- [GIVEN INSTRUCTION]: Set down, unchanged, the stretch of the records from the line containing "Please complete this annotation. The target class is watch face." through the line containing "0;690;37;810", including both of those lines.
▬▬▬▬▬▬
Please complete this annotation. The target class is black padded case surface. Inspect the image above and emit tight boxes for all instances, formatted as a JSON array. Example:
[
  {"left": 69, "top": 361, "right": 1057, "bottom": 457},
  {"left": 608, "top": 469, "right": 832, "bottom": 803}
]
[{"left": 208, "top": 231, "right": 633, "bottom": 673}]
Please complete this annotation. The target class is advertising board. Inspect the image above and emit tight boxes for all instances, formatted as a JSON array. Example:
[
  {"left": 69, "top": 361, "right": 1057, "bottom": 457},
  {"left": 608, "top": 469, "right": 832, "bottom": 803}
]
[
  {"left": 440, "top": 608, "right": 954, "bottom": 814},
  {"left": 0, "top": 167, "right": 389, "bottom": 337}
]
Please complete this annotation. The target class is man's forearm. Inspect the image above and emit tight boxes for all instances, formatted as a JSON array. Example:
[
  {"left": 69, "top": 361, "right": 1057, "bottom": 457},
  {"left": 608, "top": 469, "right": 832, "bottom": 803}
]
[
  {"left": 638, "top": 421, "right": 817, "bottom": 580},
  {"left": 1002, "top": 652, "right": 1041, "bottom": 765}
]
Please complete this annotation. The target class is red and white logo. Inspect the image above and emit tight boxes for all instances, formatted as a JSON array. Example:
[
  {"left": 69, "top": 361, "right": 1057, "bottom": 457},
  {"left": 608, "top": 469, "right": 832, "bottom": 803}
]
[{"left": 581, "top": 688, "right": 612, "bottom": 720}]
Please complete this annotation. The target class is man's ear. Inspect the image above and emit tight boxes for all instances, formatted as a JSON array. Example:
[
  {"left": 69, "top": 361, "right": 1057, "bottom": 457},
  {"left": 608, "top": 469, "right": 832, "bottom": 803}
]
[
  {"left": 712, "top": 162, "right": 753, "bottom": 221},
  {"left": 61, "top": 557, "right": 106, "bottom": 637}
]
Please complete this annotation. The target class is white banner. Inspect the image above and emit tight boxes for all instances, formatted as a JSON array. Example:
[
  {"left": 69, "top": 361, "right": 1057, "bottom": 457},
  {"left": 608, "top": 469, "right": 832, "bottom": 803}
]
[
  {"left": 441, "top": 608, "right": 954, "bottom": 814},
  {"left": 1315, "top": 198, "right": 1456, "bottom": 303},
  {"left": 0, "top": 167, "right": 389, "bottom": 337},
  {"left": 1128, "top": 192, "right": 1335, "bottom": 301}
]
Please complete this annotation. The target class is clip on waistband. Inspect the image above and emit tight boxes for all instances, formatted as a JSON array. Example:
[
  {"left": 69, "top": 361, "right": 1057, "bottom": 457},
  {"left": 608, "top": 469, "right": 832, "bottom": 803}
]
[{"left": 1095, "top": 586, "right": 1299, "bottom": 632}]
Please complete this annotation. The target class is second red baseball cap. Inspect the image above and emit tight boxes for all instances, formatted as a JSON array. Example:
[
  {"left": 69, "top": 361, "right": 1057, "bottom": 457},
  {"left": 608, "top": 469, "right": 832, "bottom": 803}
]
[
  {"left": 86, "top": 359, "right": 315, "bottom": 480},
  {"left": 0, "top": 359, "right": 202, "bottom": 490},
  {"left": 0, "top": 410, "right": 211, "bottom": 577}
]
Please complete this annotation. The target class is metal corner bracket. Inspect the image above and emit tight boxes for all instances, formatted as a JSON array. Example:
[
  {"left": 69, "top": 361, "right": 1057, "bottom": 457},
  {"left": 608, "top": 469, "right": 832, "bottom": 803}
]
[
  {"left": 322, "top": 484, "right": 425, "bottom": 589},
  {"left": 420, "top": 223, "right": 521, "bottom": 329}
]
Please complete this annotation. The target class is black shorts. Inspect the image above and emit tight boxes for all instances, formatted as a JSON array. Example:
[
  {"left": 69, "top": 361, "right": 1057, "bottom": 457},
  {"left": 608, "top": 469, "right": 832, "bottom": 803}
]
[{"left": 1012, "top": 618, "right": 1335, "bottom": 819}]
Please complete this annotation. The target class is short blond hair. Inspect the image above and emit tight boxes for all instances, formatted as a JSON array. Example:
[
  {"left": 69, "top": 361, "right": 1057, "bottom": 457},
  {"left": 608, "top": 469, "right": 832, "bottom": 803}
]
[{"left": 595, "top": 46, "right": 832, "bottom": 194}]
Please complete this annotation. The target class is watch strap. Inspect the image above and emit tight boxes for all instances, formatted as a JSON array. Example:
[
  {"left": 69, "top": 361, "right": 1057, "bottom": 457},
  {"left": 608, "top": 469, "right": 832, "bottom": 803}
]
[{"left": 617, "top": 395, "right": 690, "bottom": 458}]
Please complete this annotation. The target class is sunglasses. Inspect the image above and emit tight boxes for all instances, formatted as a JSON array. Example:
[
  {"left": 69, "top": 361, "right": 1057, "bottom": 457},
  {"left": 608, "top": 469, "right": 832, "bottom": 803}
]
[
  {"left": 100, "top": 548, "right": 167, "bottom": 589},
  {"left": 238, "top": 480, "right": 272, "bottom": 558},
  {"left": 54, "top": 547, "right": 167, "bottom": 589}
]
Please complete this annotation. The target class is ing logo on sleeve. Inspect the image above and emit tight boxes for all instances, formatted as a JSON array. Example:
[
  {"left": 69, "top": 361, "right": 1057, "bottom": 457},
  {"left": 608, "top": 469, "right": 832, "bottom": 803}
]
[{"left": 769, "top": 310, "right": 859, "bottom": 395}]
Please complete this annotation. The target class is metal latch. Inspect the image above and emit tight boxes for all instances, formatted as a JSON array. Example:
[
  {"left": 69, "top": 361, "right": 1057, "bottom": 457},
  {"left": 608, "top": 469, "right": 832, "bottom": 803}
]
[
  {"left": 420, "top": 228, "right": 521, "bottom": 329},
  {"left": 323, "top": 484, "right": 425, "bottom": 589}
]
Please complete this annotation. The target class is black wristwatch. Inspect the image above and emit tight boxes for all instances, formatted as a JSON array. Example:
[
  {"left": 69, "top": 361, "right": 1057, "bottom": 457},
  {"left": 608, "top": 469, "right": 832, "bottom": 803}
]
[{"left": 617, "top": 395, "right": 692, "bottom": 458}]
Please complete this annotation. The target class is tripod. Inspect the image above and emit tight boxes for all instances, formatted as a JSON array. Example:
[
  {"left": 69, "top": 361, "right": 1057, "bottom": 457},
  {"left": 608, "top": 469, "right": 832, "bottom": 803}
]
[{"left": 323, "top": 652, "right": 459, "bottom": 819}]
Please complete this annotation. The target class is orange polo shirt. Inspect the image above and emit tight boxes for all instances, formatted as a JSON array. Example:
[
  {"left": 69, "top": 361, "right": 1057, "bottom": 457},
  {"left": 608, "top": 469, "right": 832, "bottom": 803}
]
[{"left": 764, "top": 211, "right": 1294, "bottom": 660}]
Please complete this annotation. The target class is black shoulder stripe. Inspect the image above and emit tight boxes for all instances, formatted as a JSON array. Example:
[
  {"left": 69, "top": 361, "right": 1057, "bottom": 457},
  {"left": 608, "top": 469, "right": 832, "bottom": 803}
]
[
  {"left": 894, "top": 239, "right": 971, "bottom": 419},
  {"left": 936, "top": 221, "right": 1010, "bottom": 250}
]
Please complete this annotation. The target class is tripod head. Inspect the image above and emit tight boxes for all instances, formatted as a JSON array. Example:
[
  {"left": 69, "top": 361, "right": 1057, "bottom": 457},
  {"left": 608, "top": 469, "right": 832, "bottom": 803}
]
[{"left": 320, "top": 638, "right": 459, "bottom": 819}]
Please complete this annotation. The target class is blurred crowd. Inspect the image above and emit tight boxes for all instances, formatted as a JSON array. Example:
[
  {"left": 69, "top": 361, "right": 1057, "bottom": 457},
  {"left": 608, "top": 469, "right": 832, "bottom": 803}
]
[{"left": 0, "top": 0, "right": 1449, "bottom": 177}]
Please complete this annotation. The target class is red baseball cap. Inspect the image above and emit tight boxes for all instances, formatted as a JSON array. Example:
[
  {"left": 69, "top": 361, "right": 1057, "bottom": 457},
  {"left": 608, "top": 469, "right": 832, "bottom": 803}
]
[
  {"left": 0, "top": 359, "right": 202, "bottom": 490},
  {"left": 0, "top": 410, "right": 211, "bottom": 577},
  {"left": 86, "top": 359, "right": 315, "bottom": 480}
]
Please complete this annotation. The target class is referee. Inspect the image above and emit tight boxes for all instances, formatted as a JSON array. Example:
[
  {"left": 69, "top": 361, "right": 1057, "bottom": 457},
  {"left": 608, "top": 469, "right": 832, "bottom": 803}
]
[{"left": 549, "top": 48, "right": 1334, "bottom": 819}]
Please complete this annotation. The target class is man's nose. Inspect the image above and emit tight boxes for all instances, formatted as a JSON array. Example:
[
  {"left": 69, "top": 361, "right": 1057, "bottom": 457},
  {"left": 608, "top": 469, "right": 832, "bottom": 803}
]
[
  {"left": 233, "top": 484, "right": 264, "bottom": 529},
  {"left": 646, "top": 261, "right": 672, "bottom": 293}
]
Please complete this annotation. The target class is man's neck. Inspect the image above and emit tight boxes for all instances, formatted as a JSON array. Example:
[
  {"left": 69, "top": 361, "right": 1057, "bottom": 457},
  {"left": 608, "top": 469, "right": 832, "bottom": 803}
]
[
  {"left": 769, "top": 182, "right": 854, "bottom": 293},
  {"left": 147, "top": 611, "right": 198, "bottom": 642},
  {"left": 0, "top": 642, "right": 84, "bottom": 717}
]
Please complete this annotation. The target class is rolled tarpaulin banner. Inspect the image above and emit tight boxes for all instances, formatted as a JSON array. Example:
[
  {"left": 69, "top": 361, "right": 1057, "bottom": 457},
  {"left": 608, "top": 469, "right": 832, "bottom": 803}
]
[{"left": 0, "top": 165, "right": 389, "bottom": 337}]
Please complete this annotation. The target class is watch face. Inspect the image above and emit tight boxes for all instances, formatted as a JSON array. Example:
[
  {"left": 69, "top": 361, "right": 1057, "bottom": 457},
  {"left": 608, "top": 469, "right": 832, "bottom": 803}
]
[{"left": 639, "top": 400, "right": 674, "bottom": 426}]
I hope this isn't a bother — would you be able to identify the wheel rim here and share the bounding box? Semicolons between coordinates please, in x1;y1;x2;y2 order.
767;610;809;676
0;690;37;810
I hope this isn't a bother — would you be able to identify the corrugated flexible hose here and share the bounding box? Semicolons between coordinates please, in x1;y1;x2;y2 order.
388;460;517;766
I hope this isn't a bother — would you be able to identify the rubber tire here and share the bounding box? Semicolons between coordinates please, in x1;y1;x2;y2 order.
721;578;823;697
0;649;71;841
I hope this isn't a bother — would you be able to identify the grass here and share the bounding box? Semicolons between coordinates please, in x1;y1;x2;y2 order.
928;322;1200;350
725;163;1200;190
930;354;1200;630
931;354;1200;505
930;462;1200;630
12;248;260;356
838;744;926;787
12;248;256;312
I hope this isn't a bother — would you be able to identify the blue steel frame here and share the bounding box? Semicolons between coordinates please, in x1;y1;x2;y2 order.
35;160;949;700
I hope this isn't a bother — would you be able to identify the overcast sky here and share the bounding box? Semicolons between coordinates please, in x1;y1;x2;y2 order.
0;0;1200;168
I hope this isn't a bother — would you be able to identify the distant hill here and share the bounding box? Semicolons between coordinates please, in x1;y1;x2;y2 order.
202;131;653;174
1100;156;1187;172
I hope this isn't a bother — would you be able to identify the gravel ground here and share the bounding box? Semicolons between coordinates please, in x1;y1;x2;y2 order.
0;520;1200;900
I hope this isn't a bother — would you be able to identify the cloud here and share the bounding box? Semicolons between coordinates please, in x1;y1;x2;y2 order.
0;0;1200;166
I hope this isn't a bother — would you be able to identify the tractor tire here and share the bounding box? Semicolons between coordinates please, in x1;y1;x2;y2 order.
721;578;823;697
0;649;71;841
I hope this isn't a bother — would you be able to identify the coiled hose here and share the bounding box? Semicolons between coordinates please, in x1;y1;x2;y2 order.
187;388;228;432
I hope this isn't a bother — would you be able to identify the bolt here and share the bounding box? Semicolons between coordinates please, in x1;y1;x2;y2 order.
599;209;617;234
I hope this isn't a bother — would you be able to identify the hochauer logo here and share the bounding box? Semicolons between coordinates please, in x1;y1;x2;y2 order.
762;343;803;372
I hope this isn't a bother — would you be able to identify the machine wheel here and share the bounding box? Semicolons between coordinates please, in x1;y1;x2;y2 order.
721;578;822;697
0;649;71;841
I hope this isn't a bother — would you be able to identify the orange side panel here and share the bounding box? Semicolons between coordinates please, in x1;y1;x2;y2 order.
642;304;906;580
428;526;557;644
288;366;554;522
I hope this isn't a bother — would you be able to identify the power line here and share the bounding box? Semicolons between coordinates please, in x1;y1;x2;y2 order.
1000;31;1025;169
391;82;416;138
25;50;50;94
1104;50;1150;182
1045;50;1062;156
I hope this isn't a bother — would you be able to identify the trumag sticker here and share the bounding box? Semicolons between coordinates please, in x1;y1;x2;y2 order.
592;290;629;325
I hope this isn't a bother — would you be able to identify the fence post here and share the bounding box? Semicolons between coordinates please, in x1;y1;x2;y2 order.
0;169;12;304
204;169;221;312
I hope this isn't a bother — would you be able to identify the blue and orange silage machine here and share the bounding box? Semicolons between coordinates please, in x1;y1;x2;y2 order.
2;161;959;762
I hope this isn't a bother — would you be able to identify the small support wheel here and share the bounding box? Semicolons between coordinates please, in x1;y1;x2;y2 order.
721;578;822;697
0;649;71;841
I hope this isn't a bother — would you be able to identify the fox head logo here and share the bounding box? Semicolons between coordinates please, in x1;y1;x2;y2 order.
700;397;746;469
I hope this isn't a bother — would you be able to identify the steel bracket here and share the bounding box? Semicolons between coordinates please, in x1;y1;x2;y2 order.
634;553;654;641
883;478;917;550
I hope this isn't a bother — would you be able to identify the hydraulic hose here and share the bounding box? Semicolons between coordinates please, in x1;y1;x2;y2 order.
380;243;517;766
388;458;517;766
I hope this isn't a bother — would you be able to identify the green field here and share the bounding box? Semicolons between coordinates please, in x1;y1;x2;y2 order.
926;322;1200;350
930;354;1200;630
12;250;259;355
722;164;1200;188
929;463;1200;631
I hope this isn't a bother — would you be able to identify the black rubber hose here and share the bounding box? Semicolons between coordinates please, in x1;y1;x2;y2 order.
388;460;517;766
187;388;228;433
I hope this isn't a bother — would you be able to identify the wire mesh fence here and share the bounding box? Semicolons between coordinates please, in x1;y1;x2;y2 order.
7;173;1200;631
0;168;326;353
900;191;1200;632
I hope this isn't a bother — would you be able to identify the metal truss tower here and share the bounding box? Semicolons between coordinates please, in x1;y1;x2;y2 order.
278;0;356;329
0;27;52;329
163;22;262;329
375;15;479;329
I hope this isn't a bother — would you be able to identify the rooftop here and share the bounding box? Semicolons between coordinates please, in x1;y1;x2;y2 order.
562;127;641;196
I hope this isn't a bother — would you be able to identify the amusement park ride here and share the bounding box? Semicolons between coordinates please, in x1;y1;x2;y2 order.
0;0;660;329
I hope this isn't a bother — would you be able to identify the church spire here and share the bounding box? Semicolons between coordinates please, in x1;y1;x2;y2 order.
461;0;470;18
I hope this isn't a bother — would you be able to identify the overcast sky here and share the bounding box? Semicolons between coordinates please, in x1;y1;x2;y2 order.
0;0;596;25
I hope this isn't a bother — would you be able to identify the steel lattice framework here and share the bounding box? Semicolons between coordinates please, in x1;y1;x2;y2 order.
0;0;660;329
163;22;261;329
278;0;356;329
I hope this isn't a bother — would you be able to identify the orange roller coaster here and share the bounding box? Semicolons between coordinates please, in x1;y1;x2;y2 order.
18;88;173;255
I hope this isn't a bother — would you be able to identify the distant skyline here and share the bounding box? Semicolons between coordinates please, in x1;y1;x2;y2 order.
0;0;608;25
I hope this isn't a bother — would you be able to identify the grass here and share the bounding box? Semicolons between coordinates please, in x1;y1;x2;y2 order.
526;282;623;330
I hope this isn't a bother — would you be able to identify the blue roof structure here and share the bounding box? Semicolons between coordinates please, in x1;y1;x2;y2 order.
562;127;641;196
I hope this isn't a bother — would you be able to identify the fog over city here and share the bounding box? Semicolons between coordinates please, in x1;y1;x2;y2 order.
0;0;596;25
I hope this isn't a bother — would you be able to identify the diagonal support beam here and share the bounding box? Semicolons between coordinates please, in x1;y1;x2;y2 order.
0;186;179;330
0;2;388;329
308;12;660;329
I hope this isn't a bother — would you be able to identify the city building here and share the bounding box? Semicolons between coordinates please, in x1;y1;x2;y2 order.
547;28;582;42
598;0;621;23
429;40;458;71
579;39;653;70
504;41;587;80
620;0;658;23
▬▬▬▬▬▬
- [ANSWER TO THIS TASK]:
Please complete this annotation. The target class is watch face. Inspect the image above and emit tight boxes for all instances, formatted as a JSON array. Example:
[
  {"left": 69, "top": 361, "right": 1057, "bottom": 457},
  {"left": 608, "top": 469, "right": 832, "bottom": 803}
]
[{"left": 639, "top": 400, "right": 674, "bottom": 426}]
I hope this isn't a bother — would you be able to identify the wheel rim here and share the bounding box? Semicolons between coordinates please, in x1;y1;x2;y2 order.
767;610;809;676
0;690;37;810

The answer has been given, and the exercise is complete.